(EXTRAIT DU DOCUMENT):
----------
Deux ans auparavant, lors du dévoilement du monument dédié à Papineau sur le terrain de l’Hôtel du Parlement, la députée de Saint-François et représentante du chef de l’opposition officielle, Monique Gagnon-Tremblay, identifiait un vrai libéral : Papineau avait été, selon elle, un « promoteur de l’épanouissement individuel pour qui le rôle de l’État était de protéger et de favoriser l’éclosion des libertés individuelles » ; il s’était même « engagé dans un combat pour défendre les individus, leur créativité et leur culture ».
Ainsi, Papineau, libéral ou péquiste ? Caquiste, alors ? On verra. Chose certaine, devant ce jeu de récupérations politiques, le fait de se demander ce que l’homme dirait du scrutin ne tient plus de l’histoire-fiction : une telle tâche participe plutôt d’un nouvel équilibrage de sa mémoire, plus juste, lequel passe par une prise en compte sérieuse de sa pensée politique.
Cette connaissance n’est possible que depuis quelques années : elle procède de la publication de la correspondance complète de l’homme politique, fruit d’un travail titanesque entrepris il y a plusieurs années par Georges Aubin, Renée Blanchet et François Labonté. Sans le soutien des grandes institutions, de simples citoyens se sont occupés de leur passé. C’est à la fois exemplaire de l’engagement citoyen de plusieurs Québécois et révélateur du destin mémoriel de Papineau.
Quelques formules fracassantes
Malgré l’absence d’une biographie un tant soit peu substantielle de l’homme politique - les travaux de l’historien Fernand Ouellet, pionniers, ne sauraient suffire à cette tâche -, on comprend rapidement que le moment « indépendantiste » de Papineau, qui permet au Parti québécois de se trouver un ancêtre, ne dure que quelques années, en aval surtout de la défaite de 1837 et pendant l’exil de huit ans vers les États-Unis et la France.
Il y a quelques formules fracassantes dans son Histoire de l’insurrection du Canada (1839) : « Les Canadiens n’ont aucune justice à espérer de l’Angleterre ; […] pour eux, la soumission serait une flétrissure et un arrêt de mort, l’indépendance, au contraire, un principe de résurrection et de vie. »
----------
(LISTE DES TÂCHES):
1. Quelles personnes l'extrait sur Papineau nomme-t-il, en dehors de Papineau lui-même ?
2. Poursuivez l'extrait sur Papineau à partir de sa dernière phrase.
----------
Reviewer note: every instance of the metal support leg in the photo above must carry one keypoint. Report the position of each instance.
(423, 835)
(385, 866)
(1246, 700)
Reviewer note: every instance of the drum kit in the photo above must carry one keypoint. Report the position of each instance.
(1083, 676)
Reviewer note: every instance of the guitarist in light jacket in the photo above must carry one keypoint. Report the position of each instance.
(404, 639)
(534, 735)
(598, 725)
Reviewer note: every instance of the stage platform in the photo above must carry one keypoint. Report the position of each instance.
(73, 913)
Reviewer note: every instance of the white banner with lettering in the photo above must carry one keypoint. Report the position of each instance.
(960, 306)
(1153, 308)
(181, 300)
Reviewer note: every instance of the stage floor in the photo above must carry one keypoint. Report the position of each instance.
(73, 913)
----------
(RÉPONSES PAR TÂCHE):
1. Monique Gagnon-Tremblay, Georges Aubin, Renée Blanchet, François Labonté et Fernand Ouellet.

2.
Autre exemple : « Un récit historique, impartial et succinct, des événements qui se sont passés dans mon pays pendant les deux dernières années portera dans tous les esprits cette conviction que ce ne sont pas les statuts anglais qui régleront le prochain avenir du Canada ; mais que cet avenir est écrit dans les déclarations des droits de l’homme et dans les constitutions politiques que se sont données nos bons, sages et heureux voisins, les Américains indépendants. » Déjà, l’orientation de l’émancipation se profile : elle sera américaine. Le Québec choisirait-il la langue anglaise ? Voilà de quoi inquiéter le gouvernement actuel et sa « nouvelle » loi 101.
Le régime de l’Union, que Papineau - de retour d’exil - combat vertement alors qu’il siège de nouveau à l’Assemblée législative de 1848 à 1851 puis de 1852 à 1854, l’isole. Fidè le à « ses idées d’homme de 1830 », comme le di ra le chanoine Groulx, il rappelle partout ses idées républicaines en rupture avec le régime de collaboration et de conciliation incarné par l’entente Baldwin-La Fontaine.
Si les historiens ont fini par considérer que l’obtention officielle du gouvernement responsable en 1848 était la victoire différée de la Rébellion de 1837, la correspondance de Papineau montre bien le contraire : les Patriotes voulaient une république comme celle des États-Unis, pas un réaménagement des liens coloniaux.
De plus, on ne saurait établir un lien direct entre le libéralisme de Papineau et celui qui s’est construit, dans la deuxième moitié du XIXe siècle, sur les bases de cette idée de la conciliation et du compromis ainsi que sur l’édulcoration de son ancien contenu émancipatoire.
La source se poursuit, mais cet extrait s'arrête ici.